*** Opening Page extract ***

Despite her extraordinary gift of language, poet and author Maya Angelou did not speak for five years when she was a child. Her self-enforced silence began after a traumatic incident caused her to believe her words had terrible consequences. At just eight years old, she was raped by her mother’s boyfriend. When she revealed the truth and identified the rapist, he was later found beaten to death. “I thought, my voice killed him,” she wrote in her first autobiography, I Know Why the Caged Bird Sings, “I killed that man, because I told his name. And then I thought I would never speak again, because my voice would kill anyone.” So she simply stopped speaking.
Her family also chose to never speak of the incident again, so Angelou did not receive the support and counseling she needed during those five years she remained mute. Shortly thereafter, she and her brother were sent back to live with their grandmother. “For nearly a year, I sopped around the house, the store, the school, and the church,” she writes in the 1969 memoir, “like an old biscuit, dirty and inedible.” She was depressed and withdrawn, but she remained an avid reader who loved literature thanks to her visits to the local library.
A Teacher’s Intervention
Although Angelou was close to her brother and had an extended family that included her mother, grandmother, and uncles, it was a local teacher, Bertha Flowers, who helped her regain her voice. Flowers left a profound impression on young Maya, who was charmed by the teacher’s style and unusually refined grace. “I don’t think I ever saw Mrs. Flowers laugh, but she smiled often,” Angelou wrote. “When she chose to smile on me, I always wanted to thank her.”
So when Flowers spoke, Maya listened. In her autobiography, Angelou vividly recalls what Flowers said to her. “Your grandmother says you read a lot. Every chance you get,” she told young Maya. “That’s good, but not good enough. Words mean more than what is set down on paper. It takes the human voice to infuse them with the shades of deeper meaning.” Her words struck Angelou as poetic and their relationship grew as Flowers provided Maya with new books and heightened motivation to read.
Eventually, this patient teacher broke through Maya’s long silence by challenging her to read poetry aloud. As Angelou recalled in a 1986 interview with NPR, Flowers challenged Angelou’s appreciation for poetry saying, “You do not love poetry, not until you speak it.” For a time, young Maya rejected the teacher’s assertion, but ultimately she uttered the words from a book of poetry and heard the poems come alive from her own lips. So at age 13, she gradually began speaking again.
Through Flowers’ individual attention, Angelou learned many life lessons growing up in the rural town of Stamps, Arkansas. According to Angelou, Flowers told her to be “intolerant of ignorance but understanding of illiteracy.” And she explained that “language is man’s way of communicating with his fellow man, and it is language alone which separates him from the lower animals.”

*** Closing Page extract ***
*** Opening Source material ***

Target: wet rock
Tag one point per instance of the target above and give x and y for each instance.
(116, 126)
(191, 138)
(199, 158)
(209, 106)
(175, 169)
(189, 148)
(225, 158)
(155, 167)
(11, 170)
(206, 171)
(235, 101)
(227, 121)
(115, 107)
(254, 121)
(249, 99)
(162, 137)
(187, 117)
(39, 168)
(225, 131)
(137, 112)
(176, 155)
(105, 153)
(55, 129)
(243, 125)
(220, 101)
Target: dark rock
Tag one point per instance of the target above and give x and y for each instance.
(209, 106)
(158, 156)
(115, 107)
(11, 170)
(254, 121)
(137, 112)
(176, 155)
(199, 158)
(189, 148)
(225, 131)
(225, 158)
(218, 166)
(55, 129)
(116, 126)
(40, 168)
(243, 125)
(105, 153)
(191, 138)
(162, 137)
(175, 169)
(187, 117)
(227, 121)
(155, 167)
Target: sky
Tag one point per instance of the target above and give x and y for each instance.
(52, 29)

*** Closing Source material ***

## Task to complete
Summarize the text above about Maya Angelou's childhood silence in exactly three sentences.

## Your solution
After being raped at age eight by her mother's boyfriend, who was later found beaten to death once she identified him, Maya Angelou came to believe her voice had killed him and stopped speaking for five years. Her family never spoke of the incident again, and she and her brother were sent back to live with their grandmother, where she was depressed and withdrawn but remained an avid reader. A local teacher, Bertha Flowers, provided her with new books and challenged her to read poetry aloud, telling her she did not love poetry until she spoke it, and at age 13 Angelou gradually began speaking again.